- Work instruction:
Read the entries that follow and give each one again precisely.

^^^^^^^^^^^^^^^^

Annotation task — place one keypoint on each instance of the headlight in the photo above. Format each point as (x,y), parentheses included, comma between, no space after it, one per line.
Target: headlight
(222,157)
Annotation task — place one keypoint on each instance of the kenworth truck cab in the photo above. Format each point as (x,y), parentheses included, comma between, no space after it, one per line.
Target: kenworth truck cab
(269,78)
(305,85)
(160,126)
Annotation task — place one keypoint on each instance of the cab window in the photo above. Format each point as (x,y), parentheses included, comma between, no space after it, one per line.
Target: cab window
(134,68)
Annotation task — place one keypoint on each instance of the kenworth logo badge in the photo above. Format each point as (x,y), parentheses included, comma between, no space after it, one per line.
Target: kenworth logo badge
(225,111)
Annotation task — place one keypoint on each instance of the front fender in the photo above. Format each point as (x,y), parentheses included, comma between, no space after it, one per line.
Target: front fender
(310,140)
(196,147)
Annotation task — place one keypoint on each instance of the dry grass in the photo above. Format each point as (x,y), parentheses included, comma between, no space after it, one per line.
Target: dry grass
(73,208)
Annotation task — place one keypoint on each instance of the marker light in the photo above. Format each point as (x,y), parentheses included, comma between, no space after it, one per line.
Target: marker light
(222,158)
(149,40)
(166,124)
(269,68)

^^^^^^^^^^^^^^^^

- Result for this exercise:
Annotation task — place one keypoint on each instance of the headlight in the photo above. Format each point as (x,y), parentheses included, comma between, no space after it, one per line.
Target: headlight
(222,157)
Annotation task — place one keypoint on each instance of the kenworth truck cab in the photo above. Format each point as (x,y), parentheses included, comma between, no space after it, one per line.
Target: kenworth truck cab
(269,78)
(305,85)
(160,126)
Annotation task — place one keypoint on each instance of the cab window in the photo above. Format each point as (x,y), parentheses included, comma between, no space after it, one per line.
Target: cab window
(134,68)
Annotation task — place one keypoint on each instance of the kenworth logo badge in the photo above. Format each point as (x,y), parentheses included, comma between, no space after it, one per line.
Target: kenworth logo badge
(225,111)
Annotation task — place one keypoint on each instance of the front fender in the photo above. Format each point as (x,y), parentheses included, comma between, no space after it, one per line.
Target: front fender
(310,140)
(196,147)
Annotation task — place one keypoint on each instance of the dry grass in the photo above. Format each point as (x,y), parentheses included, comma between, no space after it, one per line.
Target: dry grass
(73,208)
Annotation task — place one keypoint on each instance of the marker light in the photo above. Format each point as (x,y), parentheses included, comma between, no space after it, one per line.
Target: marker light
(222,158)
(149,40)
(166,124)
(269,68)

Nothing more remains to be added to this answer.